Exercise brief: Wherever the string "wall" occurs in a line of these records, report that line.

Information given:
****************

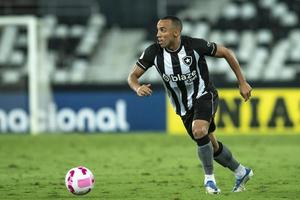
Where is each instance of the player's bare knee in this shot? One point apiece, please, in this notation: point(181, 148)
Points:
point(200, 132)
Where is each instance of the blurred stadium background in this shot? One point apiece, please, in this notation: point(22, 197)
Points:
point(85, 50)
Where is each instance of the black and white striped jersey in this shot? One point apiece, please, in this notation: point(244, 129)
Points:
point(184, 71)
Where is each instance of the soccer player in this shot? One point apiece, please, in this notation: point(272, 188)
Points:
point(180, 61)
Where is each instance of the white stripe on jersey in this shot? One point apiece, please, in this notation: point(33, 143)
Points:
point(169, 70)
point(184, 70)
point(169, 93)
point(201, 85)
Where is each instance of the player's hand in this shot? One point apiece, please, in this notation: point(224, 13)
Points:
point(144, 90)
point(245, 90)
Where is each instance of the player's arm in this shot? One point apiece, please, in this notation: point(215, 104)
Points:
point(245, 88)
point(133, 82)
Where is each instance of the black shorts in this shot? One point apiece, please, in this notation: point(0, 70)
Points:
point(204, 108)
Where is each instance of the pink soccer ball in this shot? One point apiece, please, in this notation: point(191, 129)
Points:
point(79, 180)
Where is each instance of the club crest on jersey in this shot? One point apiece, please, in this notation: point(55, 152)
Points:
point(187, 60)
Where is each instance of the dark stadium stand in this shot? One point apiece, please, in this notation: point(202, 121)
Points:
point(264, 34)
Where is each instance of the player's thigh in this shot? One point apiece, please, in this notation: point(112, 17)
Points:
point(200, 128)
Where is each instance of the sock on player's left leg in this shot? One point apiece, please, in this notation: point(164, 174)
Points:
point(224, 157)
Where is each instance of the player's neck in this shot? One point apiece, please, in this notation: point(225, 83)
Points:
point(175, 46)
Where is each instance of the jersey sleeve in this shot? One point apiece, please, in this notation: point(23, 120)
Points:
point(146, 60)
point(204, 47)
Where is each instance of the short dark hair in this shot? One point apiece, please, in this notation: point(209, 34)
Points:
point(175, 20)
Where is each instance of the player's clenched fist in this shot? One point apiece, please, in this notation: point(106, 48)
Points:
point(144, 90)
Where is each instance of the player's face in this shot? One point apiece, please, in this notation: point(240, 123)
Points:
point(166, 33)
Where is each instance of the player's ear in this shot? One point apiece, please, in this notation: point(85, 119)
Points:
point(176, 33)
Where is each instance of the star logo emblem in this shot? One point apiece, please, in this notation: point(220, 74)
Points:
point(187, 60)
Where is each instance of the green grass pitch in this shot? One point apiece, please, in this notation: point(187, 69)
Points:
point(144, 166)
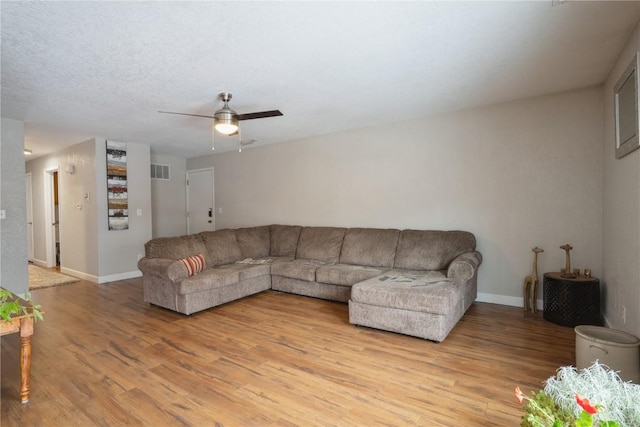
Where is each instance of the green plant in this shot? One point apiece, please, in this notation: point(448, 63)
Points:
point(11, 306)
point(561, 403)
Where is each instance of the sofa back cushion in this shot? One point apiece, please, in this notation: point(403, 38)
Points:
point(284, 240)
point(174, 247)
point(431, 250)
point(369, 246)
point(254, 242)
point(320, 243)
point(222, 247)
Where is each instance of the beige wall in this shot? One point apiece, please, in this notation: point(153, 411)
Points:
point(518, 175)
point(13, 229)
point(78, 240)
point(621, 204)
point(88, 249)
point(168, 198)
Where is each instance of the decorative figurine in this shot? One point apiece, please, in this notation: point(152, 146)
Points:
point(567, 269)
point(530, 282)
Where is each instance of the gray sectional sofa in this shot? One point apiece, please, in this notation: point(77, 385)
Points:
point(414, 282)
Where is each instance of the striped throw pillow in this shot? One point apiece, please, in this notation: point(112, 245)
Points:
point(194, 264)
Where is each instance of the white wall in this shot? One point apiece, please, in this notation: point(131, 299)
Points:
point(119, 250)
point(13, 229)
point(78, 239)
point(88, 249)
point(518, 175)
point(168, 198)
point(621, 229)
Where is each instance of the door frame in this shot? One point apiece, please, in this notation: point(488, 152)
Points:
point(213, 196)
point(29, 195)
point(49, 217)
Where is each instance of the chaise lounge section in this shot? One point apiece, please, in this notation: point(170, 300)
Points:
point(413, 282)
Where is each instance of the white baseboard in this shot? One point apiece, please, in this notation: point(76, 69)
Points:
point(79, 274)
point(39, 263)
point(119, 276)
point(101, 279)
point(505, 300)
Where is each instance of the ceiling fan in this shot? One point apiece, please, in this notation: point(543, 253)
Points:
point(226, 120)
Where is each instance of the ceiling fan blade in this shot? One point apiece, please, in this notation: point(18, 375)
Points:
point(186, 114)
point(259, 115)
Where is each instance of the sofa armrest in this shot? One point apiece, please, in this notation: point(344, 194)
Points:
point(163, 267)
point(464, 267)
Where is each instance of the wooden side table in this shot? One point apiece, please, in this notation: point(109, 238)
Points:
point(571, 302)
point(24, 325)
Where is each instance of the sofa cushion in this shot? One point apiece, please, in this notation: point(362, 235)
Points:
point(369, 246)
point(222, 247)
point(321, 243)
point(212, 278)
point(193, 264)
point(431, 250)
point(301, 269)
point(428, 292)
point(254, 242)
point(175, 247)
point(346, 274)
point(284, 240)
point(248, 271)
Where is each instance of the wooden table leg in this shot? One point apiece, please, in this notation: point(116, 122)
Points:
point(26, 332)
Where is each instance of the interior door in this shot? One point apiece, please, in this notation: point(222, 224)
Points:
point(200, 199)
point(29, 187)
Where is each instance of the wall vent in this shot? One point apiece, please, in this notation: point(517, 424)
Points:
point(159, 171)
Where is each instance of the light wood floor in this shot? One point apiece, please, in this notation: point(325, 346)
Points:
point(103, 357)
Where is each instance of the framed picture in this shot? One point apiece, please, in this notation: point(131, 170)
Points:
point(626, 110)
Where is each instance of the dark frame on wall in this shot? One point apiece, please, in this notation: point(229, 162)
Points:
point(117, 196)
point(626, 110)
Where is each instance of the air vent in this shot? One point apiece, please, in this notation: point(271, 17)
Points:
point(159, 171)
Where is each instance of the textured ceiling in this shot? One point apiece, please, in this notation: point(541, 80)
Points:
point(76, 70)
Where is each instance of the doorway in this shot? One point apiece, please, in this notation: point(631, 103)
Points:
point(29, 187)
point(52, 218)
point(200, 201)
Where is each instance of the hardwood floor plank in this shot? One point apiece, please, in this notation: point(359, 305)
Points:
point(104, 357)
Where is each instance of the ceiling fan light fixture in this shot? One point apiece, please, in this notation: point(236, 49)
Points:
point(226, 127)
point(225, 120)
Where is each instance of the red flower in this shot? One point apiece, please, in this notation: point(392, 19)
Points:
point(585, 404)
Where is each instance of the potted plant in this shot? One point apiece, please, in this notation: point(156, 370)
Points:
point(594, 396)
point(11, 306)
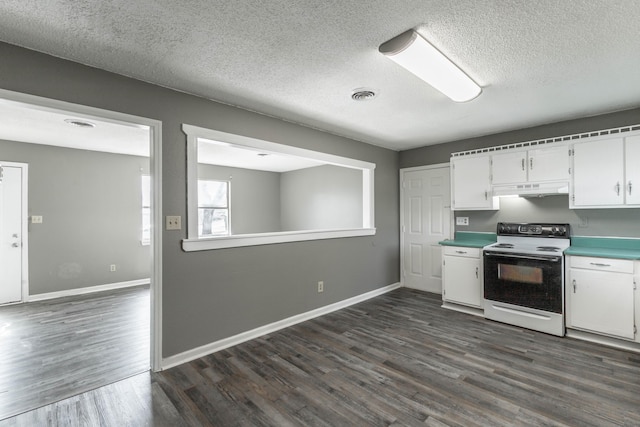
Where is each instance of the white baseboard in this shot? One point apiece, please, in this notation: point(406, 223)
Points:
point(604, 340)
point(88, 290)
point(213, 347)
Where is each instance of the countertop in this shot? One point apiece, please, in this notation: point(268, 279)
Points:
point(604, 247)
point(470, 239)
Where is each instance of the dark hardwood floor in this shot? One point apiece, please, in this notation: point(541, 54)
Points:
point(398, 359)
point(50, 350)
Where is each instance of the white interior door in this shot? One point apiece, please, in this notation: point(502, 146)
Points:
point(12, 232)
point(426, 220)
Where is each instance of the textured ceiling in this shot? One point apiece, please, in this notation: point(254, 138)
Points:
point(537, 61)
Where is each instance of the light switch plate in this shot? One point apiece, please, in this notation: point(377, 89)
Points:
point(462, 220)
point(174, 222)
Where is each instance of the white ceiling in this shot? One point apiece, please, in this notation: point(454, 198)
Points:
point(222, 153)
point(537, 61)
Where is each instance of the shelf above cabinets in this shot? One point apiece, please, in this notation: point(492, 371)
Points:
point(597, 170)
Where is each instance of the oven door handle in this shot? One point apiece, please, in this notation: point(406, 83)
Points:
point(532, 257)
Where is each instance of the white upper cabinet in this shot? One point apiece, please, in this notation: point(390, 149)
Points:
point(603, 176)
point(471, 183)
point(549, 163)
point(541, 164)
point(632, 170)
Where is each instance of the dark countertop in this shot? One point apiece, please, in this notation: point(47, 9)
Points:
point(604, 247)
point(470, 239)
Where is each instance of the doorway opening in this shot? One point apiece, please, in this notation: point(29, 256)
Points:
point(41, 123)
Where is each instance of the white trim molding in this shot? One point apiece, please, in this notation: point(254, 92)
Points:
point(195, 243)
point(189, 245)
point(88, 290)
point(216, 346)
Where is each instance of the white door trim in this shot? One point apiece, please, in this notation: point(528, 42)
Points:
point(155, 127)
point(401, 178)
point(24, 225)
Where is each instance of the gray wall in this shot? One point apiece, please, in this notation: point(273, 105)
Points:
point(322, 197)
point(584, 222)
point(255, 197)
point(210, 295)
point(91, 207)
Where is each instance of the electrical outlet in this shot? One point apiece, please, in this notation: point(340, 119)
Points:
point(462, 220)
point(174, 222)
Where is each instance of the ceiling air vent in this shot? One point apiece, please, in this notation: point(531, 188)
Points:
point(363, 94)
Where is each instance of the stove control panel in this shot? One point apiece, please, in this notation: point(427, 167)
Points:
point(533, 230)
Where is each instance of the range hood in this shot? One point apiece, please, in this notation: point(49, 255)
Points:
point(532, 189)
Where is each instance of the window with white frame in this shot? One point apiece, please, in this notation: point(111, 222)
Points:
point(213, 208)
point(146, 209)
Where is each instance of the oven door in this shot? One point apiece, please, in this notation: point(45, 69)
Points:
point(526, 280)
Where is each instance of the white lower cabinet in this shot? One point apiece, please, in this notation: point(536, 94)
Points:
point(600, 296)
point(462, 276)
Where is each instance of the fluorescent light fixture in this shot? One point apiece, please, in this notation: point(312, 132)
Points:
point(418, 56)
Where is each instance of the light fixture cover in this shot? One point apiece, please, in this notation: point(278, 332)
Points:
point(418, 56)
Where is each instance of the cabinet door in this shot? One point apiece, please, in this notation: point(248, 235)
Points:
point(462, 281)
point(602, 301)
point(632, 169)
point(598, 175)
point(471, 183)
point(549, 164)
point(509, 167)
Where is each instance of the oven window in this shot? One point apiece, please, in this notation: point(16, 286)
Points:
point(520, 273)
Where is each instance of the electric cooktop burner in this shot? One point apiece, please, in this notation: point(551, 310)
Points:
point(548, 248)
point(503, 245)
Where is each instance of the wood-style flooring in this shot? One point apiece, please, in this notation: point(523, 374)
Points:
point(50, 350)
point(396, 360)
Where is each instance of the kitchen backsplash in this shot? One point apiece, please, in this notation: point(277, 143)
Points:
point(555, 209)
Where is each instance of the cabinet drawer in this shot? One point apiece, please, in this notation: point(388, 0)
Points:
point(602, 264)
point(462, 251)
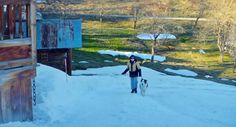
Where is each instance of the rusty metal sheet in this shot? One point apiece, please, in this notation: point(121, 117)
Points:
point(59, 33)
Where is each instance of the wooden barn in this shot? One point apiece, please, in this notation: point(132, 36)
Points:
point(17, 59)
point(55, 40)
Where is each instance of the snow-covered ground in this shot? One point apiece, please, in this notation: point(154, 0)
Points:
point(182, 72)
point(128, 54)
point(104, 100)
point(83, 62)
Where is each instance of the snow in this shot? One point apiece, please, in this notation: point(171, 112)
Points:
point(128, 54)
point(83, 62)
point(182, 72)
point(225, 79)
point(104, 100)
point(146, 36)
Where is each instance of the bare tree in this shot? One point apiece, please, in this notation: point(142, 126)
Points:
point(221, 13)
point(155, 26)
point(231, 46)
point(136, 12)
point(202, 6)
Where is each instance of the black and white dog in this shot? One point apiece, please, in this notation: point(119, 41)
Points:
point(143, 85)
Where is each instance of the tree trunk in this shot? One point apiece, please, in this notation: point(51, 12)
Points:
point(100, 19)
point(135, 23)
point(153, 53)
point(195, 24)
point(153, 50)
point(234, 65)
point(219, 44)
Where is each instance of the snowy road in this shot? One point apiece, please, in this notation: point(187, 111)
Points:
point(104, 100)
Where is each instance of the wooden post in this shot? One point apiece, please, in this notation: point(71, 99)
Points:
point(1, 22)
point(14, 19)
point(33, 31)
point(9, 20)
point(69, 60)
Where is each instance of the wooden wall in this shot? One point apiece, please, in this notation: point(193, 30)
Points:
point(55, 58)
point(16, 95)
point(16, 72)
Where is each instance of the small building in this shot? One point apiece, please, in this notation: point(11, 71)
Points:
point(55, 40)
point(17, 59)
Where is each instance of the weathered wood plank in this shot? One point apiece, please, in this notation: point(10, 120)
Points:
point(6, 106)
point(20, 20)
point(16, 96)
point(1, 22)
point(15, 42)
point(69, 61)
point(14, 20)
point(15, 63)
point(55, 58)
point(27, 114)
point(1, 116)
point(13, 53)
point(5, 2)
point(27, 20)
point(9, 21)
point(15, 100)
point(6, 75)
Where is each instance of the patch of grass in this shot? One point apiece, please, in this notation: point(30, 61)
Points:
point(120, 36)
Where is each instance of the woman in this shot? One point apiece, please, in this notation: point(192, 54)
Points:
point(134, 71)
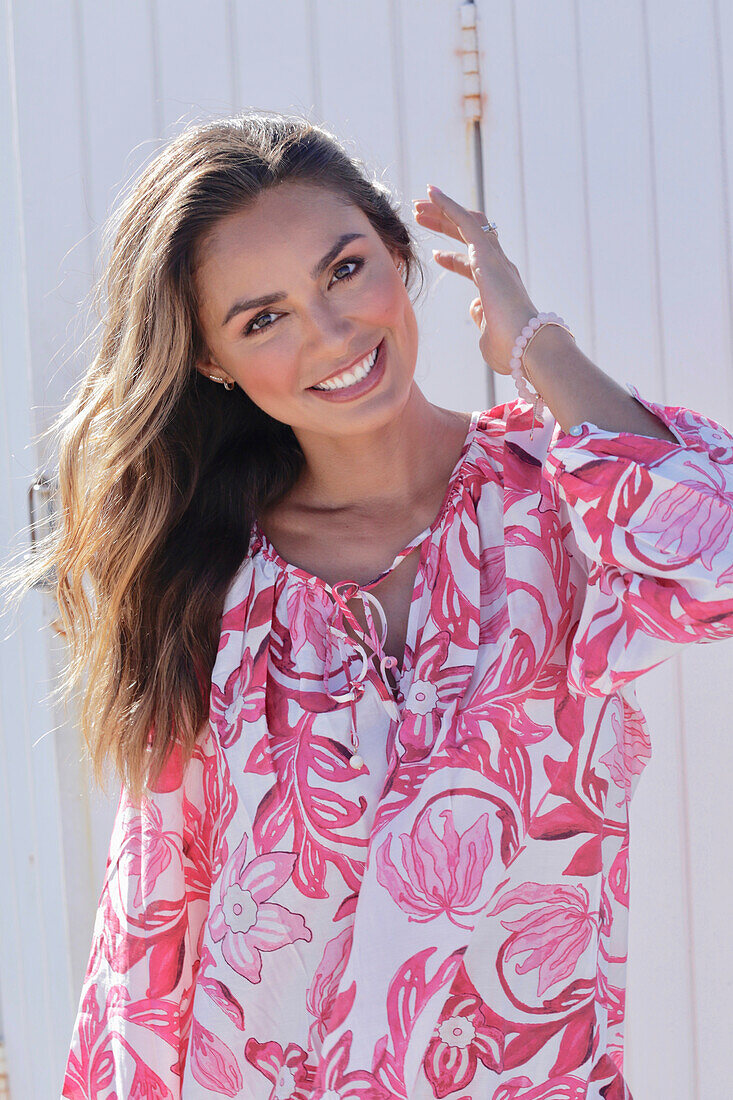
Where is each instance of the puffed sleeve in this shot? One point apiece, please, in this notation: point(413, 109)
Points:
point(131, 1032)
point(654, 520)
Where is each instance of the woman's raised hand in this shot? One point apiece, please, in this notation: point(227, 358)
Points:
point(503, 306)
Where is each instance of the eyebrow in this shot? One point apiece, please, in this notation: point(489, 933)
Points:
point(267, 299)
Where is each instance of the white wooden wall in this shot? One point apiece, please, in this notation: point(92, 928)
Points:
point(608, 160)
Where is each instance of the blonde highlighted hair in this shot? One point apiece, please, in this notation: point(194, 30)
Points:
point(160, 471)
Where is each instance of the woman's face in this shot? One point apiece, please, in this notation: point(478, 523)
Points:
point(323, 308)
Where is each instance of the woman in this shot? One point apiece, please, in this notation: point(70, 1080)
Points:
point(365, 666)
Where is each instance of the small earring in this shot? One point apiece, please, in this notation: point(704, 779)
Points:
point(226, 382)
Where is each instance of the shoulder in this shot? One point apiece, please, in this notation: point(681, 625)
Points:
point(511, 446)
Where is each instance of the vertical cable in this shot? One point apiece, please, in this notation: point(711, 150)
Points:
point(472, 114)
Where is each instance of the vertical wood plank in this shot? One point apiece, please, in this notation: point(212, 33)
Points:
point(434, 149)
point(626, 310)
point(696, 298)
point(39, 140)
point(275, 56)
point(194, 57)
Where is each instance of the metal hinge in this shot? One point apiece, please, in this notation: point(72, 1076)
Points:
point(41, 495)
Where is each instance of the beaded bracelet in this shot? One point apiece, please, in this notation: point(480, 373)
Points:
point(516, 362)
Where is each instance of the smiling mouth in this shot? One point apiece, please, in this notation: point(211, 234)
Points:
point(351, 375)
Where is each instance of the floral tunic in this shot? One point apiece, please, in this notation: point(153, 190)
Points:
point(449, 919)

****************

Response:
Where is each instance of the beige wall in this shot? One point apiece, please, in this notation: point(153, 411)
Where is each instance of the white wall in this shot? One point apiece, please, in this notation: point(131, 299)
Where is each instance of the wall vent in this shot? One point apiece, please, in this notation: point(517, 424)
Where is each instance of the dark frame on wall in this shot? One point apiece, please, in this notation: point(229, 162)
Where is each instance of the gray wall in this shot? One point apiece, please, in this notation: point(273, 105)
Where is each instance of the wooden wall in this shot? One point apiece, please, in this notation: point(193, 30)
Where is each instance of the white wooden wall in this shot? One point apiece, please, in this notation: point(92, 928)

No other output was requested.